**Goal of the exercise**
Repeat the following portion of the experiment report word for word, from "Random We randomly" up to and including "to the frequency.".

We use a batch size of 4 and fine-tune for 8 epochs. We use Adam optimizer with the learning rate of 1e-5. For Response Model, the number of Transformer Decoder Block is 4. Furthermore, we use three heuristic methods in our experiments:

Random We randomly predict action type and its corresponding parameters.

Frequency Method (FM) We first calculate the frequency of each action type and its corresponding parameters. Then, we apply the results to the development set and generate the prediction according to the frequency.

Most Frequent Method (MFM) Similar to the frequency method, we generate the prediction with the most frequent result.

For the evaluation, we use completion rate for action prediction. We first define two completion rate metrics: action completion rate and turn completion rate. One action is regarded as completed only if the action type and its parameters are correctly predicted. And if all actions in the same turn are completed, then the corresponding turn will be considered completed. For action type prediction, item prediction and direction prediction, we use accuracy. For input prediction, we use token level exact match and F1. And we use BLEU score to evaluate the Response Model.

5.3 Experiment Result

The experiment results of the Action Model are listed in Table 3. We can find that the deep learning methods outperform the heuristic methods by a large margin, which is expected. Comparing the results of BERT backbone and LayoutLM backbone, we find that BERT model yields better performance. The reason is that LayoutLM model was pre-trained on a scanned document image dataset, and there exists a large gap between the Android GUI and the scanned document images. Furthermore, we can find that LayoutLMv2 performs worse than LayoutLM. We hypothesize that LayoutLMv2 uses early-fusion method, which will bring more noises. We can also find that adding multi-modal information to BERT leads to a better performance ( $52.08\%\rightarrow 53.96\%$ ), and the improvements are mainly from the action type prediction, target item prediction and swipe direction prediction. The reason why adding images would help is that the image information contains some action histories that cannot be represented by text. For example, when filtering conditions on hotel reservations, the conditions selected in the previous action can be seen through the image (as a highlighted text), but they can not be reflected through text. An example is illustrated in Appendix H. Besides, the image information can help the model to locate the item more accurately. For example, for a screen with multiple radio buttons, since the BERT model does not take the item position as input, the model cannot distinguish the corresponding button for each option by only textual input. However, we also find that the performance of input text prediction degrades after adding image information. We assume that BERT itself can successfully model text information, but adding visual information will affect the model’s ability to understand text.

We further verify the importance of history information by adding action histories and screenshot histories. From the experiment results, we find that adding history information to BERT can improve the performance ( $52.08\%\rightarrow 55.42\%$ after adding action history to BERT, $53.96\%\rightarrow 55.62\%$ after adding screenshot history to BERT+mm). Adding action histories leads to greater performance improvement, which means action sequence is a more effective way to represent history. The screenshots contain higher-level history information, but the screenshot changes a lot before and after operation (sometimes one click may change the screen completely), which will bring difficulties to the information fusion.

**Data**
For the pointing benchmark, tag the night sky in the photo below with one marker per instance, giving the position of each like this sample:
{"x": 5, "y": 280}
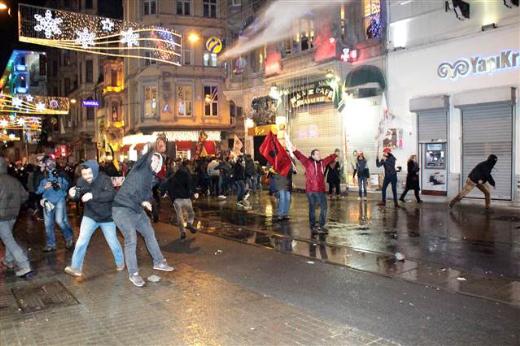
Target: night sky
{"x": 9, "y": 31}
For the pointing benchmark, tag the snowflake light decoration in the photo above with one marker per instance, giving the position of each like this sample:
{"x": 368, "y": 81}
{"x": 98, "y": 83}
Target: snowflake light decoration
{"x": 47, "y": 24}
{"x": 17, "y": 102}
{"x": 129, "y": 37}
{"x": 108, "y": 25}
{"x": 40, "y": 106}
{"x": 85, "y": 38}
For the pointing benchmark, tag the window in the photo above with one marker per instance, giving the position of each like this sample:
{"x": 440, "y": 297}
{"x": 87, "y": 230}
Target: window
{"x": 150, "y": 7}
{"x": 150, "y": 102}
{"x": 186, "y": 56}
{"x": 184, "y": 100}
{"x": 210, "y": 101}
{"x": 210, "y": 8}
{"x": 90, "y": 113}
{"x": 89, "y": 74}
{"x": 210, "y": 59}
{"x": 184, "y": 7}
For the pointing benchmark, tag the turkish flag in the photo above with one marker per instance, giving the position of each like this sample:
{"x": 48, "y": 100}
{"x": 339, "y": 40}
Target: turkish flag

**Completed task**
Random We randomly predict action type and its corresponding parameters.

Frequency Method (FM) We first calculate the frequency of each action type and its corresponding parameters. Then, we apply the results to the development set and generate the prediction according to the frequency.